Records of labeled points
^^^^^^^^^^^^^^^^

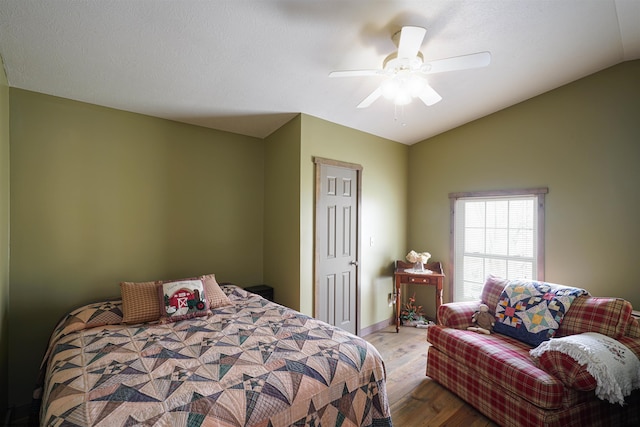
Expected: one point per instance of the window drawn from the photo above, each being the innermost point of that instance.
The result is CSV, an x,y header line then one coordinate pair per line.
x,y
499,233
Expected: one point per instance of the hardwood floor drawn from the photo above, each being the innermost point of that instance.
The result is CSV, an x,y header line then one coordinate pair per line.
x,y
415,399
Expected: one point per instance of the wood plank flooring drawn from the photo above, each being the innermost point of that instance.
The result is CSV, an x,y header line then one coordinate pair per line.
x,y
415,399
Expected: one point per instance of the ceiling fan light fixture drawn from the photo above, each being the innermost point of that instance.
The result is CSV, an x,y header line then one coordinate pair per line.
x,y
402,87
406,70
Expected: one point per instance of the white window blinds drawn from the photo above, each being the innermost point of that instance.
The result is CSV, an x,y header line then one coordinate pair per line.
x,y
498,235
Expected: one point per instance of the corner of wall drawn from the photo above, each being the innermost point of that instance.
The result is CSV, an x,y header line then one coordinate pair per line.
x,y
4,236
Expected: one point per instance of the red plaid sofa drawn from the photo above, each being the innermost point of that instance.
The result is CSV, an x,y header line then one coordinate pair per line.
x,y
495,373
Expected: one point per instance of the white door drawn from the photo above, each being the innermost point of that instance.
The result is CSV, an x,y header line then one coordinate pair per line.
x,y
337,198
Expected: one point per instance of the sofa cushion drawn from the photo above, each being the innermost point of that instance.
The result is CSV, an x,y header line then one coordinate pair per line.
x,y
502,359
607,316
568,370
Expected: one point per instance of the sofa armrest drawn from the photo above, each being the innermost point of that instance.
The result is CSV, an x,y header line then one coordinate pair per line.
x,y
457,314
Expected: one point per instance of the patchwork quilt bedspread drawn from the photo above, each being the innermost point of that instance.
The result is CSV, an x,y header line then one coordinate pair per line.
x,y
252,363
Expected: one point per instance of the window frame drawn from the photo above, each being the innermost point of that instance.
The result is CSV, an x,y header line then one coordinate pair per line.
x,y
539,193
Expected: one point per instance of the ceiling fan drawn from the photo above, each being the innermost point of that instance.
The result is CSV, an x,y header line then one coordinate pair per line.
x,y
406,71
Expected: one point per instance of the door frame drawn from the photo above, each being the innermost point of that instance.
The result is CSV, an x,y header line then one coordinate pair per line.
x,y
319,163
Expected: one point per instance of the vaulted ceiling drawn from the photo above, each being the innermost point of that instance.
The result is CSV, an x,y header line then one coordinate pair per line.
x,y
250,66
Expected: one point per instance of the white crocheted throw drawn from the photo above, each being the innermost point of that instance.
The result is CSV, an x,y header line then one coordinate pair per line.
x,y
615,368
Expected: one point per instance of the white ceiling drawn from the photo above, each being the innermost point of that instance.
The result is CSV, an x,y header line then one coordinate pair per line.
x,y
249,66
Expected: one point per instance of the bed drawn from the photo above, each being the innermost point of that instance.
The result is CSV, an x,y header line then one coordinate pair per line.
x,y
251,362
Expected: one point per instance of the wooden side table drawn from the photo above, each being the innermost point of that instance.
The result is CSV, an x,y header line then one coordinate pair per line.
x,y
401,276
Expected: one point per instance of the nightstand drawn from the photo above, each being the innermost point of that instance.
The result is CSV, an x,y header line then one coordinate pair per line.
x,y
263,290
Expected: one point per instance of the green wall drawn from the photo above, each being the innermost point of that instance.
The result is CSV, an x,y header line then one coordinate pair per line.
x,y
582,141
384,201
282,213
4,235
99,196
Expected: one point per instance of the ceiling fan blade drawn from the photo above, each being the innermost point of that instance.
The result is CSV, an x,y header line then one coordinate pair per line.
x,y
410,41
355,73
429,96
474,60
371,98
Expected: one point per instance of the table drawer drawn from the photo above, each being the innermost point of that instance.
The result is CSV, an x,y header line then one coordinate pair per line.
x,y
424,280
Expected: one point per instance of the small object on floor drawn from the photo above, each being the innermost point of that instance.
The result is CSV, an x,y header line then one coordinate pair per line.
x,y
424,324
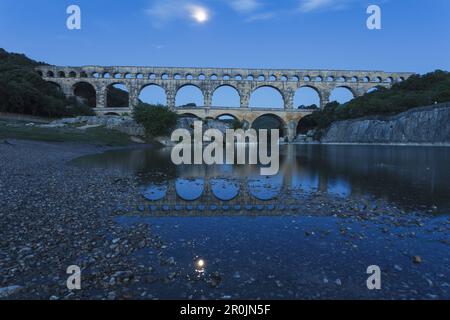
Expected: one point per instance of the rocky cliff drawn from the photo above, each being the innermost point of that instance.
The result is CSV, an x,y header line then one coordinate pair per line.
x,y
420,125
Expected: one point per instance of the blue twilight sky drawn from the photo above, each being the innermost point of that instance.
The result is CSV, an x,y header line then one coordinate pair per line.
x,y
329,34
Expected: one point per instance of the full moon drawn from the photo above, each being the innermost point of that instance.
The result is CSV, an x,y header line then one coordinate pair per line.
x,y
199,14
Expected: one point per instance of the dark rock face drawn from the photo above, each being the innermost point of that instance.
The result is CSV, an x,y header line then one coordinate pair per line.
x,y
421,125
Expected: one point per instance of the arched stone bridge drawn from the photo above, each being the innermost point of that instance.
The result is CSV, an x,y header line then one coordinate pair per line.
x,y
208,80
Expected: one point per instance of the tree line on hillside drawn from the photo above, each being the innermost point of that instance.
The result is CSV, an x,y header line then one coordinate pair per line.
x,y
416,91
23,91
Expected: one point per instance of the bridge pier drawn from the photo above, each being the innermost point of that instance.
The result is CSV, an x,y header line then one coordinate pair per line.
x,y
208,80
100,94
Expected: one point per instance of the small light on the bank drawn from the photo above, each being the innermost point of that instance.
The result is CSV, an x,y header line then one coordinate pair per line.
x,y
200,265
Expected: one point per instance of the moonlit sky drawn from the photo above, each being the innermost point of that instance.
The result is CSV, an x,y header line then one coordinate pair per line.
x,y
310,34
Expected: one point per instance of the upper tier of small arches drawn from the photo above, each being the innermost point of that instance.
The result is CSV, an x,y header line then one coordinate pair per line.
x,y
248,75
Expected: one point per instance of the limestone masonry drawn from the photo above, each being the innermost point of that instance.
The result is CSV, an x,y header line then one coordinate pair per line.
x,y
245,81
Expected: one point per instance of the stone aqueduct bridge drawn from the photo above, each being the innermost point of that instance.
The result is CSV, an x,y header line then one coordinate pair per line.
x,y
208,80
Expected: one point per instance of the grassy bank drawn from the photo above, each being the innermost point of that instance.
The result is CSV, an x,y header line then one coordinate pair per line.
x,y
97,136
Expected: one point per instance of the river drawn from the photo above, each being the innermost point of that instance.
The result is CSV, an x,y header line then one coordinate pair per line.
x,y
309,232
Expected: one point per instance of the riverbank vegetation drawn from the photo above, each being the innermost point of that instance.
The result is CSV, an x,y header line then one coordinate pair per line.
x,y
28,131
156,119
417,91
23,91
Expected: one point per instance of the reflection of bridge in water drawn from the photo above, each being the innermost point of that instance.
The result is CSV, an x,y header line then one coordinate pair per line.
x,y
215,189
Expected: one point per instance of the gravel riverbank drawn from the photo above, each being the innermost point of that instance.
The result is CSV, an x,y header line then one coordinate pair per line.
x,y
54,215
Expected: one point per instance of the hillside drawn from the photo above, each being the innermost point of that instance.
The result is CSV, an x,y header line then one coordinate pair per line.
x,y
23,91
417,91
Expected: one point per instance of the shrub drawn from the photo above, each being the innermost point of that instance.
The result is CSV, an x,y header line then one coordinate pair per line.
x,y
418,90
156,119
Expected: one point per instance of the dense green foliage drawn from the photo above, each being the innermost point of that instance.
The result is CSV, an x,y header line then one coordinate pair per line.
x,y
96,136
156,119
418,90
23,91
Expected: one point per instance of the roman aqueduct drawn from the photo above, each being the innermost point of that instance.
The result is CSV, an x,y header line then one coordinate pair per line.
x,y
244,81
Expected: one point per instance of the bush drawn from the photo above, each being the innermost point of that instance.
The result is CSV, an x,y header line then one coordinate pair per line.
x,y
156,119
417,91
23,91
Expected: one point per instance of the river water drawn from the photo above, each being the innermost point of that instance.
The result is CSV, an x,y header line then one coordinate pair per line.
x,y
309,232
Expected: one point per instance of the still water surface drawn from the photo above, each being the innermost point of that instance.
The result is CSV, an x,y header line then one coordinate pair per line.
x,y
264,253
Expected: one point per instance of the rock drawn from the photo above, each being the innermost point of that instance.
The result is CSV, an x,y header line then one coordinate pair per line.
x,y
137,140
8,291
89,126
417,259
414,126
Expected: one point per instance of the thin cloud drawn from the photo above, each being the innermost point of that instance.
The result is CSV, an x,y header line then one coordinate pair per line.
x,y
316,5
245,6
261,17
164,11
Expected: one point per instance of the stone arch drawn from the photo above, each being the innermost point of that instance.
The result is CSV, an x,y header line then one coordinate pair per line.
x,y
189,95
56,85
342,94
307,96
266,93
224,93
230,115
153,94
227,118
190,189
377,80
305,124
117,95
189,115
270,121
224,189
373,89
85,91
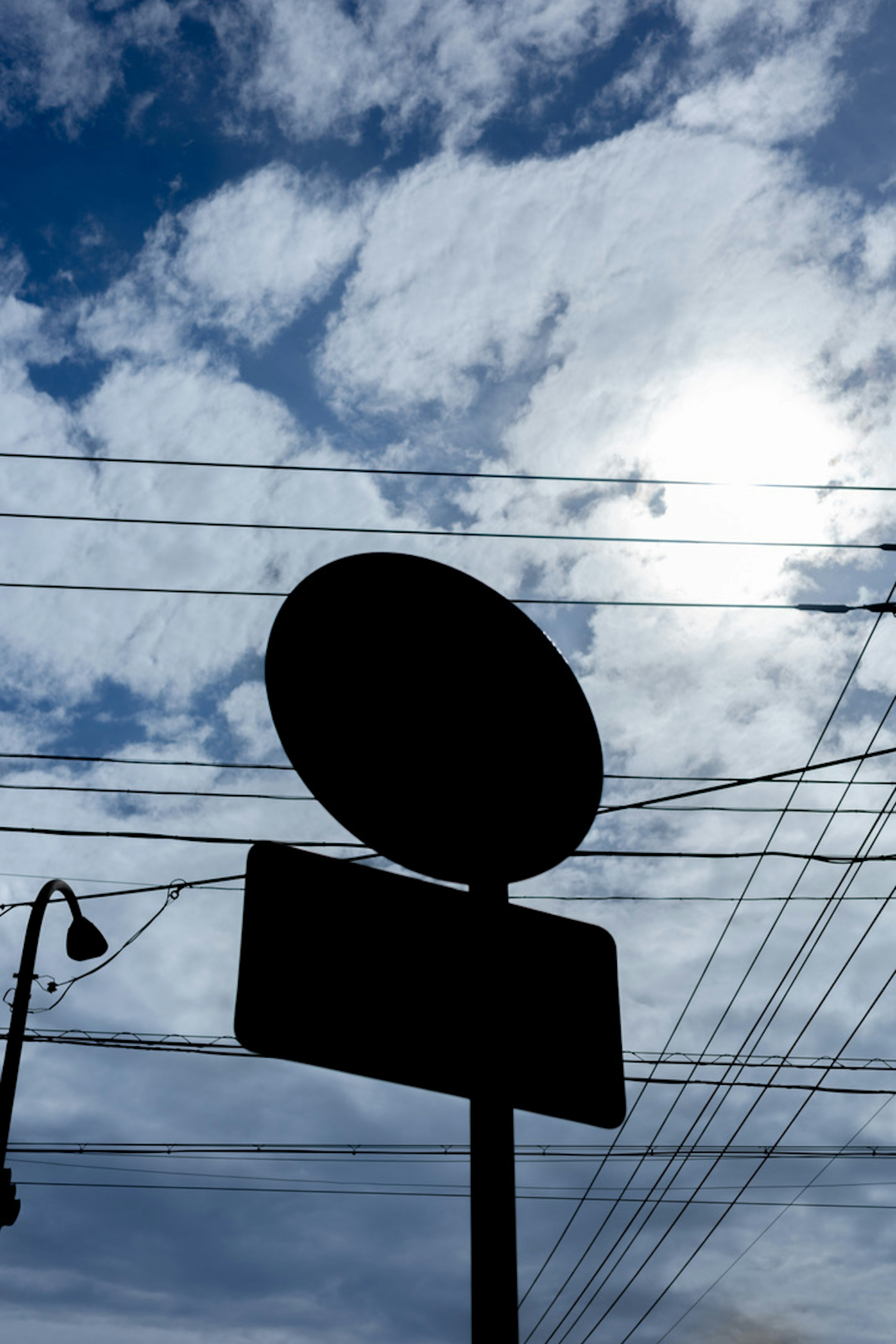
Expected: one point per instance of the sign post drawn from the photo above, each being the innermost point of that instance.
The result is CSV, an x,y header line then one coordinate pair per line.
x,y
442,728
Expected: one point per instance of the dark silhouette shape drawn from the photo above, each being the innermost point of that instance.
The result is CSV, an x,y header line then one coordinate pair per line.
x,y
84,943
442,728
433,718
383,988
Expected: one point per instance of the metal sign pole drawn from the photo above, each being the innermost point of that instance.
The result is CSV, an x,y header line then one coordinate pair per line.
x,y
492,1155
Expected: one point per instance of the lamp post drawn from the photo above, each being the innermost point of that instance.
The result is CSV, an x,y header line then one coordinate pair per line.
x,y
83,943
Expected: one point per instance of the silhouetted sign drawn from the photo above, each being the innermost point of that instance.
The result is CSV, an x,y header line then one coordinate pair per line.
x,y
433,720
367,972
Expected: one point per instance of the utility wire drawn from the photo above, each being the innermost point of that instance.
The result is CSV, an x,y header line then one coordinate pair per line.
x,y
442,532
817,932
230,1047
833,1158
788,1127
694,992
472,476
357,845
516,601
310,798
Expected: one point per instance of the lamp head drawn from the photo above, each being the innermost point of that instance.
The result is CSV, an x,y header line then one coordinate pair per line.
x,y
84,940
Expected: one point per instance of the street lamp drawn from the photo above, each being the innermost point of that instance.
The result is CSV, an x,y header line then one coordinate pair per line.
x,y
83,943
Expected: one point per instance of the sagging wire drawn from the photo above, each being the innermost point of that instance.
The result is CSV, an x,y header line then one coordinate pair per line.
x,y
53,986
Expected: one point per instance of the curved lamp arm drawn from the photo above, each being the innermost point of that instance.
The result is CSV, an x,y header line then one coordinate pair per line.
x,y
84,941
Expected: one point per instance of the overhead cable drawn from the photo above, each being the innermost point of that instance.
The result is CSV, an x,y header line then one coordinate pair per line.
x,y
442,532
472,476
516,601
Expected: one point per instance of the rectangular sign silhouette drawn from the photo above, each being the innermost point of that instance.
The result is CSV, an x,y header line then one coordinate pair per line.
x,y
369,972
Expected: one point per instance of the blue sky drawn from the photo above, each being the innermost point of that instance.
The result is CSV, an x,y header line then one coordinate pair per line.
x,y
619,241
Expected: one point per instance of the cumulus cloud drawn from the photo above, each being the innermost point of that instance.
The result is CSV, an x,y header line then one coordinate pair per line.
x,y
323,70
245,260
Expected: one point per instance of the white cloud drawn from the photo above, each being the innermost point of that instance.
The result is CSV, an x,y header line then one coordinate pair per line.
x,y
61,60
246,260
322,70
786,96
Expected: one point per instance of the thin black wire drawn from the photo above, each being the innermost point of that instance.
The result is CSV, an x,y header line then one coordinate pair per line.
x,y
727,781
130,892
164,835
442,532
516,601
824,921
762,1163
174,892
772,1224
310,798
195,794
718,1088
816,932
703,974
473,476
357,845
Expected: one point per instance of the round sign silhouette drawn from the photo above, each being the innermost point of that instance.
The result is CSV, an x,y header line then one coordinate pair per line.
x,y
433,720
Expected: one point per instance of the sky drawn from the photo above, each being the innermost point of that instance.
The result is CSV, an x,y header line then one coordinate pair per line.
x,y
280,263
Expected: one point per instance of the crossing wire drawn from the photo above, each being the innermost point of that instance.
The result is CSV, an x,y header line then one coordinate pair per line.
x,y
475,476
442,532
700,979
825,917
706,1124
518,601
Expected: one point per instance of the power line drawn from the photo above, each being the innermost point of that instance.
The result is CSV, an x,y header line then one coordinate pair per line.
x,y
472,476
230,1047
442,532
310,798
166,835
816,933
448,1151
194,794
357,845
727,781
729,925
516,601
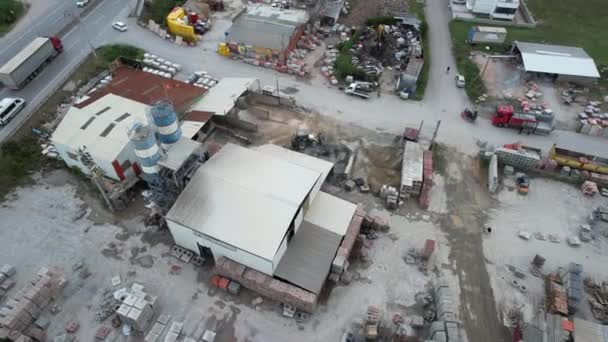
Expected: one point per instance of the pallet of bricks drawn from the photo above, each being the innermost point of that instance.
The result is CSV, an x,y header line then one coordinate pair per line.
x,y
427,180
556,296
19,314
411,170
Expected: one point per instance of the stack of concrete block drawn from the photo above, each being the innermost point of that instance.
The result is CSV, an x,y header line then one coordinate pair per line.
x,y
158,328
18,314
6,272
445,303
266,285
427,180
137,308
411,170
442,331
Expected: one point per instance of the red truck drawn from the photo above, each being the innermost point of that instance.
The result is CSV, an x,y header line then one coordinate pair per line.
x,y
506,117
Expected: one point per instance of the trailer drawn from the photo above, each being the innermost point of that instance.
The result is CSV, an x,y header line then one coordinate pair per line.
x,y
578,160
28,63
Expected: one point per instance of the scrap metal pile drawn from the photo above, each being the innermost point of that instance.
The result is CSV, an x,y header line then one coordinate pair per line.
x,y
598,298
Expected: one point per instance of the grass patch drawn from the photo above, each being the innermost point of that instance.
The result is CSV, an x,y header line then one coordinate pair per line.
x,y
158,10
440,162
109,53
418,9
10,12
474,86
18,158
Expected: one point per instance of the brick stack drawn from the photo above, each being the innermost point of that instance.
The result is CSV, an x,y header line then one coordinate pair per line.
x,y
411,170
18,314
340,262
427,180
266,285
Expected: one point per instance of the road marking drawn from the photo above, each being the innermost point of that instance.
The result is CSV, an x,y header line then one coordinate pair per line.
x,y
98,19
94,10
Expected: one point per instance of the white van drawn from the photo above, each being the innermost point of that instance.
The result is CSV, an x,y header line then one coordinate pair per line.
x,y
9,107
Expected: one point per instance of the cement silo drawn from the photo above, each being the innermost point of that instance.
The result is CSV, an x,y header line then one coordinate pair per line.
x,y
146,148
165,119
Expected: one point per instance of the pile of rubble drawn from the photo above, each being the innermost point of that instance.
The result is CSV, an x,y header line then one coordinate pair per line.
x,y
542,112
592,121
598,300
20,315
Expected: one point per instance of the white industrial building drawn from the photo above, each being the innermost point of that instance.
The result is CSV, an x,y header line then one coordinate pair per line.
x,y
264,209
101,127
563,63
494,9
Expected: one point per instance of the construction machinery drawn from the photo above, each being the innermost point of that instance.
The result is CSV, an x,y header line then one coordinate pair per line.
x,y
304,139
30,61
358,89
523,183
469,115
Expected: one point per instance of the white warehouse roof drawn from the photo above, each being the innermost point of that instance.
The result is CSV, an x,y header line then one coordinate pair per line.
x,y
557,59
244,198
221,98
100,126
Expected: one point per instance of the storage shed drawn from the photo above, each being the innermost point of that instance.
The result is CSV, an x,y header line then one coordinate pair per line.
x,y
487,34
563,63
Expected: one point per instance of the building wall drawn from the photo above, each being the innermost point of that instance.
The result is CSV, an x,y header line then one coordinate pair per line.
x,y
188,238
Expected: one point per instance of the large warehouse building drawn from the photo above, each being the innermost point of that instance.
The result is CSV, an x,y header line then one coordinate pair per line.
x,y
563,63
268,29
263,209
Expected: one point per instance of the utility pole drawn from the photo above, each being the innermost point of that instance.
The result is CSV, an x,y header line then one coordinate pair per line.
x,y
434,135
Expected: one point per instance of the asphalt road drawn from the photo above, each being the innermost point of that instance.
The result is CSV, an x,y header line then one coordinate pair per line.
x,y
443,101
91,29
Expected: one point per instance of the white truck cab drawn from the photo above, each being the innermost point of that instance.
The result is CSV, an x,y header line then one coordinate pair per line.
x,y
9,107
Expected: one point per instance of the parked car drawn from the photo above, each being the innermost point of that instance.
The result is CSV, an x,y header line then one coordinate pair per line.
x,y
9,107
120,26
460,83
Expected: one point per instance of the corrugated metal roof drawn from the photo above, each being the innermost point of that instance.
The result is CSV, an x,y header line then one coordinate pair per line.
x,y
145,87
104,135
20,57
178,153
244,198
491,29
585,331
331,213
222,97
308,257
557,59
301,159
260,34
412,167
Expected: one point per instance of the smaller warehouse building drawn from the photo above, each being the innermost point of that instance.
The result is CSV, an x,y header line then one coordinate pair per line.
x,y
268,30
100,121
487,34
562,63
264,210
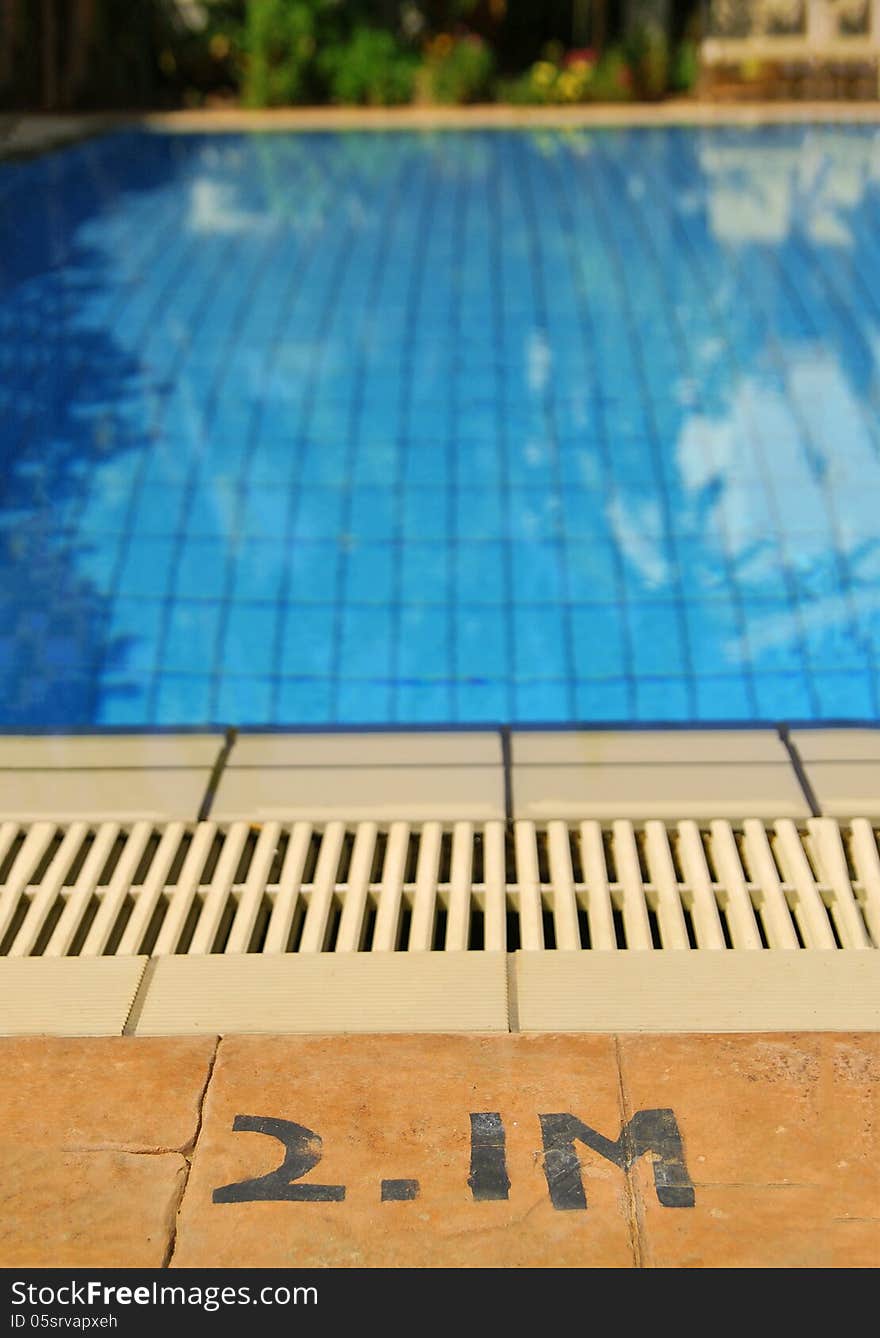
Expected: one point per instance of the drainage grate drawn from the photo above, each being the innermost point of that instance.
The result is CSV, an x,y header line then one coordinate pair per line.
x,y
91,890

^^^^^^^^^^^^^^^^

### REQUIRED WORK
Copy exactly the lines from the one containing "Expected: one point per instance of the parked" through the last line of the records above, including both, and omit every picture.

### RESULT
Expected: one point per instance of the parked car drawn from the photo above, each being the innermost point of that instance.
The result is CSV, an x,y header line then one coordinate pair per line.
x,y
9,107
120,26
460,83
Expected: one point per instance of the corrugated metal roof drawn from the photo above, each being the innermost point of that instance.
The result is CSV, an x,y header line then one coordinate pair per line.
x,y
145,87
104,135
20,57
178,153
244,198
491,29
585,331
331,213
222,97
308,257
557,59
301,159
260,34
412,167
Expected: one point per instance of the smaller warehouse building drawn from the photo above, each being the innermost point of that instance.
The result is CSV, an x,y header line then one coordinate pair per line.
x,y
268,30
100,121
487,34
562,63
264,210
Expected: one point per instance of the drainage grate drawn from the photo above, each being the innermost point of that instance.
The result is CSV, an x,y header line then one coordinate pair per line.
x,y
91,890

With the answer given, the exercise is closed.